Start of Extracted records

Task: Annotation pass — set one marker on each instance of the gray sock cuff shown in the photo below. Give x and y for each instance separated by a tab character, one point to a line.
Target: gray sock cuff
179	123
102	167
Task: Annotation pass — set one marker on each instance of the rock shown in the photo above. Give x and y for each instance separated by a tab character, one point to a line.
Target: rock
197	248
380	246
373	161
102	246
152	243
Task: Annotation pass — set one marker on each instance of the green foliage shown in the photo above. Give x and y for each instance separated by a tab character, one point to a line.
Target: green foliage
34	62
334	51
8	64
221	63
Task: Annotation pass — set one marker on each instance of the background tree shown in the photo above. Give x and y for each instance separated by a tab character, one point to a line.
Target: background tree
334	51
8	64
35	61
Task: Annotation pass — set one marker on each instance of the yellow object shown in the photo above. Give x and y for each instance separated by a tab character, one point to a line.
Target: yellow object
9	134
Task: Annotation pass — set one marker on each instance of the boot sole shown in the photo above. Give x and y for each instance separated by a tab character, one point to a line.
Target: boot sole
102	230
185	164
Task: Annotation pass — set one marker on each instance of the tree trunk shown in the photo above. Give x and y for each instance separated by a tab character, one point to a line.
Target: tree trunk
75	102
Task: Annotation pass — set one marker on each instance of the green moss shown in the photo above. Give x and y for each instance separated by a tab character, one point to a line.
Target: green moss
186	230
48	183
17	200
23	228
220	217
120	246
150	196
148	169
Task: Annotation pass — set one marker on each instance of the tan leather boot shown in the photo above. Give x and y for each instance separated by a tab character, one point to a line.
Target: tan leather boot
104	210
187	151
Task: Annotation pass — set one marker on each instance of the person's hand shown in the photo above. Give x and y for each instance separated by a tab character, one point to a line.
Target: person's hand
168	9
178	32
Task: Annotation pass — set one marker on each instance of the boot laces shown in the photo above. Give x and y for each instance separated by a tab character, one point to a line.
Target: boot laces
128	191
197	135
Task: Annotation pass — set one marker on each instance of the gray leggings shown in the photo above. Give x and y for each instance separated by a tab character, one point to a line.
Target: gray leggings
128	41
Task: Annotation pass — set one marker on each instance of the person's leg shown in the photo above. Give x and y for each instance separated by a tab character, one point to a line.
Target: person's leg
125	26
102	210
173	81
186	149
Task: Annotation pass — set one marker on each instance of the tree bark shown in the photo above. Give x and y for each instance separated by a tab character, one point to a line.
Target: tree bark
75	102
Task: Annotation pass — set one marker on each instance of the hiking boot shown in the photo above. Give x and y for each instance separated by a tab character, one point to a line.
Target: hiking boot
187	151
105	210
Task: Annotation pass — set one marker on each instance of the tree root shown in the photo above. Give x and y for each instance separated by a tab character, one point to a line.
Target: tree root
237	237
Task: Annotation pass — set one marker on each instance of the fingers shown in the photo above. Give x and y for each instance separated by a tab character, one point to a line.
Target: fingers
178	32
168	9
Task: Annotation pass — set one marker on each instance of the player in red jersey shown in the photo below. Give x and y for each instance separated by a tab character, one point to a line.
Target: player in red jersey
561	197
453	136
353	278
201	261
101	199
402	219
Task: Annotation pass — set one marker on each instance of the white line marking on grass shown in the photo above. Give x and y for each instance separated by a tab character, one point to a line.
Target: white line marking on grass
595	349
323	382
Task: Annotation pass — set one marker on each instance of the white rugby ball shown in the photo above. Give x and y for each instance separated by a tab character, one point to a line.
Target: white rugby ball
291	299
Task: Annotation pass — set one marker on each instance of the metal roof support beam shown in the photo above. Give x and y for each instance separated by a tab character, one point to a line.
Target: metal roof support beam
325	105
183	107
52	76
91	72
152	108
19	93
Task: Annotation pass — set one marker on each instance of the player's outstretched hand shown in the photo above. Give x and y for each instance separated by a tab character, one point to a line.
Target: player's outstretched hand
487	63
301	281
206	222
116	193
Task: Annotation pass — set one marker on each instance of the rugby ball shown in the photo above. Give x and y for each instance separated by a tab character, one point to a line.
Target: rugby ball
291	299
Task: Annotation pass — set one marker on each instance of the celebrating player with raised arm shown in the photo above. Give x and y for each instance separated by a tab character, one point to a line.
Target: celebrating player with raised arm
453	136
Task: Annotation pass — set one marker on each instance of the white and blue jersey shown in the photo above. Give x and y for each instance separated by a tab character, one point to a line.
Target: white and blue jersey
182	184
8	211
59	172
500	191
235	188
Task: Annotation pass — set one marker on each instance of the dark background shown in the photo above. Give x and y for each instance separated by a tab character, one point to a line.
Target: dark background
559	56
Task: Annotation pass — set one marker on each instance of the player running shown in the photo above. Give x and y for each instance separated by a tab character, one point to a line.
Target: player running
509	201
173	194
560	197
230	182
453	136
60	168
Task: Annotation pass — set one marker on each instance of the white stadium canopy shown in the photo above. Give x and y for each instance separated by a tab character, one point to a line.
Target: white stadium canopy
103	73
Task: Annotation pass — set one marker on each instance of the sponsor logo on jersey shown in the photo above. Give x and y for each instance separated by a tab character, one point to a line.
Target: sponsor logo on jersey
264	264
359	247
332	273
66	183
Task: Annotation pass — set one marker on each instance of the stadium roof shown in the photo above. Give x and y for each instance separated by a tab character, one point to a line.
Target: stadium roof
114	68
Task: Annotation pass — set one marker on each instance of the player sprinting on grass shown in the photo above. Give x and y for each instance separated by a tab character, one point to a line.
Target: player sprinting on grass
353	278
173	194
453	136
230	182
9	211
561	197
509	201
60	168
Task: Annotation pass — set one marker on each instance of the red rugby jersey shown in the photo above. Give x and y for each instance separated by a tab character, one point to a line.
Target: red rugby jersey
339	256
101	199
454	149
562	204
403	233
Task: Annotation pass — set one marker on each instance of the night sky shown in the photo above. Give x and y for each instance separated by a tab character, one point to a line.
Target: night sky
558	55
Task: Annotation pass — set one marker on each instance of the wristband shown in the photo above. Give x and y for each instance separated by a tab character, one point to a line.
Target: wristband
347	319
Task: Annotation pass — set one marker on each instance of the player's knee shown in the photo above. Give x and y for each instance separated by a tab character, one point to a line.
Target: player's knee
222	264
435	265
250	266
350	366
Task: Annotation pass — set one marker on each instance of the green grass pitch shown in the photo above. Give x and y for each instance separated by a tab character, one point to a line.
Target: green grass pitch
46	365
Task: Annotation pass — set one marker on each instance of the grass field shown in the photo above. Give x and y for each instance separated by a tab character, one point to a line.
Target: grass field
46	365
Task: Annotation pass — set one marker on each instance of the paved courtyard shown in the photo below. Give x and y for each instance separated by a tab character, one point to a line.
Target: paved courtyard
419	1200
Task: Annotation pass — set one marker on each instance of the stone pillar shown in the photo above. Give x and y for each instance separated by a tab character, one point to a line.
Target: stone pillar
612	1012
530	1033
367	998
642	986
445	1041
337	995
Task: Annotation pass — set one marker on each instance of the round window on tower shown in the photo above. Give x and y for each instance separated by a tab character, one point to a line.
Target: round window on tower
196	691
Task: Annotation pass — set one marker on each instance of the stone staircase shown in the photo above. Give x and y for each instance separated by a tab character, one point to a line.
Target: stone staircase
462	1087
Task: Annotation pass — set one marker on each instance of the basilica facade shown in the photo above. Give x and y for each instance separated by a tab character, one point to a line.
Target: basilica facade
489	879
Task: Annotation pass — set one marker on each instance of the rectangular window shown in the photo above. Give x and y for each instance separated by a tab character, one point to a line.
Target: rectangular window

End of Extracted records

» **The problem**: Return the number of lines containing the word "rectangular" in these records, with no additional output.

» **Answer box**: 2